------ Исходные записи

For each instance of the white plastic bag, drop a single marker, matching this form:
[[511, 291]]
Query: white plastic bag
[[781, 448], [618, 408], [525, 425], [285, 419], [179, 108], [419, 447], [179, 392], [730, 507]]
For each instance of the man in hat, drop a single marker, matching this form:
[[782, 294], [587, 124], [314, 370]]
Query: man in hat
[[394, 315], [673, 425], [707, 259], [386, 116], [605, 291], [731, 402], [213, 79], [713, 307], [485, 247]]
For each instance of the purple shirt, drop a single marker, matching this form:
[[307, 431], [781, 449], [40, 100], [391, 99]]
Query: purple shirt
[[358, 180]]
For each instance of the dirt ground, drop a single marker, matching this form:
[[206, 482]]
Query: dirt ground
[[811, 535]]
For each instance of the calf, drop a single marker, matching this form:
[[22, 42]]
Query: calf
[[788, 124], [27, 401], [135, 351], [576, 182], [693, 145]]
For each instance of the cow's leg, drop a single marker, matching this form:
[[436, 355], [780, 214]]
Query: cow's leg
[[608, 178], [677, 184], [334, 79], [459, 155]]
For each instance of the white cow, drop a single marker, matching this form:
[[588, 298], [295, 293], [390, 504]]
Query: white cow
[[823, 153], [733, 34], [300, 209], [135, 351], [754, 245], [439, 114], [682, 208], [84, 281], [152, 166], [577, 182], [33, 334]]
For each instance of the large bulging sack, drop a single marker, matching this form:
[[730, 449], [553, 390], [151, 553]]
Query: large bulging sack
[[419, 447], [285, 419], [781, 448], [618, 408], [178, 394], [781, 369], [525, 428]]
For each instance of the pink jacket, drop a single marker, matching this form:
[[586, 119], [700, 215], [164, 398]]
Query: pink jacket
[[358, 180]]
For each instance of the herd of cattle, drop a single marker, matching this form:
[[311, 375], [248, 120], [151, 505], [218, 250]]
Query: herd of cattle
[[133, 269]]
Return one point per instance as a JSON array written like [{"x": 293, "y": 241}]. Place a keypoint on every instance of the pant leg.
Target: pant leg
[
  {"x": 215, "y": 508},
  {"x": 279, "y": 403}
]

------------

▸ **Краткое задание**:
Приведите повторно без изменений строки начиная с самой первой и до строки, содержащей «182], [33, 334]]», включительно.

▸ **Результат упражнения**:
For each instance of the white plastic bag, drop a single marker, matching this form:
[[511, 291]]
Query: white plastic bag
[[781, 448], [618, 408], [525, 425], [285, 419], [179, 108], [419, 447], [179, 392], [730, 507]]
For each instance of the man in hat, drop a single marker, matching this form:
[[782, 294], [587, 124], [314, 370]]
Query: man in hat
[[394, 315], [673, 425], [707, 259], [386, 116], [605, 291], [731, 402], [213, 79], [713, 307], [485, 247]]
For each instance of the purple shirt, drop a single marker, matching this form:
[[307, 431], [781, 449], [40, 100], [391, 99]]
Query: purple shirt
[[358, 180]]
For each instance of the dirt ground, drop a single marker, matching this form:
[[206, 482]]
Query: dirt ground
[[811, 535]]
For each instance of the calf, drop a single marker, matching this form:
[[22, 42]]
Query: calf
[[788, 124], [27, 401], [135, 351], [576, 182], [693, 145]]
For each instance of the cow's leg, drop a single marker, matching this form:
[[436, 355], [780, 214]]
Query: cow's leg
[[608, 178], [677, 184], [334, 79], [459, 155]]
For each instance of the white cow, drop a single marker, matching this form:
[[588, 298], [295, 293], [390, 504]]
Query: white cow
[[823, 153], [733, 34], [300, 209], [135, 351], [754, 245], [439, 114], [682, 208], [84, 281], [152, 166], [577, 182], [33, 334]]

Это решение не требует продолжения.